“Nosotros no nos
negamos a cumplir nuestro deber cívico y revolucionario. Queremos ir a liberar
a nuestros hermanos de Zaragoza. Queremos ser milicianos de la libertad, pero
no soldados de uniforme. El ejército se ha erigido en un peligro para el
pueblo; solo las milicias populares protegen las libertades públicas.
¡Milicianos, sí! ¡Soldados, jamás! La CNT hizo suya la causa en Madrid y en la
Generalidad catalana. Las declaraciones de los nuevos reclutas se tradujeron
pronto en actos: millares vinieron a inscribirse espontáneamente en las
milicias. Y la movilización sin distinción de clase o de voluntad
revolucionaria fue abandonada en lo concerniente a la lucha contra los
facciosos”.
Pero tanto Madrid como Barcelona cometieron un tremendo
error de análisis. No se trataba de una simple represión por parte de un
movimiento militar y faccioso. Esa cruenta guerra que se iba a librar durante
tres años en suelo español iba más allá, era un “fenómeno social” perpetrado
contra la clase obrera por parte de la vieja oligarquía española, que vio
peligrar su dominación y sus privilegios ante el ascenso del Frente Popular en
las elecciones de febrero de 1936. Fue por tal error de análisis por parte de
la burguesía republicano-liberal y del marxismo-socialismo mayoritario del
momento (PSOE-PSUC-PCE) que, al creer que era una ‘simple’ guerra contra unos
militares fascistas, no consideraron la opción de convertir la guerra civil en
una guerra revolucionaria. La dicotomía latente a elegir entre guerra y
revolución se vio traspasada a la estrategia a seguir para luchar y la forma de
cómo se llevaría a cabo tal lucha, esto es, a elegir entre ejército regular o
milicias libertarias.
Los expertos militares del momento estaban totalmente
divididos sobre la estrategia militar a seguir. En cambio, los políticos, se
inclinaban en su totalidad por la conformación de un ejército regular, temiendo
probablemente aparecer insuficientemente imbuidos por del espíritu
revolucionario y poco conscientes de las necesidades del momento. Parecía cada
vez más necesario preguntarse si el
militarismo recalcitrante del bando sublevado llegaría a imponer sus propias
formas y estrategias de lucha a los revolucionarios comunistas y anarquistas o
si inversamente los camaradas revolucionarios conseguirían romper el
militarismo oponiéndole nuevos métodos estratégicos y extendiendo por toda España
la revolución social.
¿Cuáles eran los elementos de éxito de los que disponían los
fascistas? Abundancia de material, disciplina draconiana y rígida, una gran
organización militar y grandes ‘dotes’ para aterrorizar a la población con
ayuda de formaciones parapoliciales aun existentes. ¿Y qué elementos de éxito
teníamos del lado ‘popular’? Todo lo contrario: Abundancia de hombres y
mujeres, una rebosante iniciativa revolucionaria y una agresividad apasionada
de individuos y grupos revolucionarios, simpatía activa de todas las masas
trabajadoras del Estado, huelga revolucionaria como arma arrojadiza y el
sabotaje clandestino en las zonas ocupadas por el fascismo. La plena
utilización de estos elementos físicos y morales, en sí mismas muy superiores a
las del adversario faccioso, no podían más que realizarse –y triunfar- mediante
la guerrilla extendida por todo el país.

Filas de datos:
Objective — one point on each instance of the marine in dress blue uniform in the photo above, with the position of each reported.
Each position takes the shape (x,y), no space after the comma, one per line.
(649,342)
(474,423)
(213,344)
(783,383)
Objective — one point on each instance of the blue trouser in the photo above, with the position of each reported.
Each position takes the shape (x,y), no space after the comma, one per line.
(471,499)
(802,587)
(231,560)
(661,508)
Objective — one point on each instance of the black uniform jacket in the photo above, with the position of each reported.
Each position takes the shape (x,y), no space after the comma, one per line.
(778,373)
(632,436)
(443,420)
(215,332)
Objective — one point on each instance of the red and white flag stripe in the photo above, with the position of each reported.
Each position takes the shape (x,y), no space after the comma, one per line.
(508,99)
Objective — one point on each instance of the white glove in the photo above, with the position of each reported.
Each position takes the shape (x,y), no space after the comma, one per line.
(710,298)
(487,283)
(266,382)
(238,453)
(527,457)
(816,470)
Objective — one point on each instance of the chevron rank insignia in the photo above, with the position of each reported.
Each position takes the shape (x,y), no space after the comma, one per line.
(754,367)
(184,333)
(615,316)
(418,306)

Enunciado:
Enumera todos los elementos de éxito que el fragmento sobre milicias y ejército atribuye al lado ‘popular’. Respondé únicamente con lo que dice el fragmento.

Respuesta completa:
- Abundancia de hombres y mujeres
- Una rebosante iniciativa revolucionaria
- Una agresividad apasionada de individuos y grupos revolucionarios
- Simpatía activa de todas las masas trabajadoras del Estado
- Huelga revolucionaria como arma arrojadiza
- El sabotaje clandestino en las zonas ocupadas por el fascismo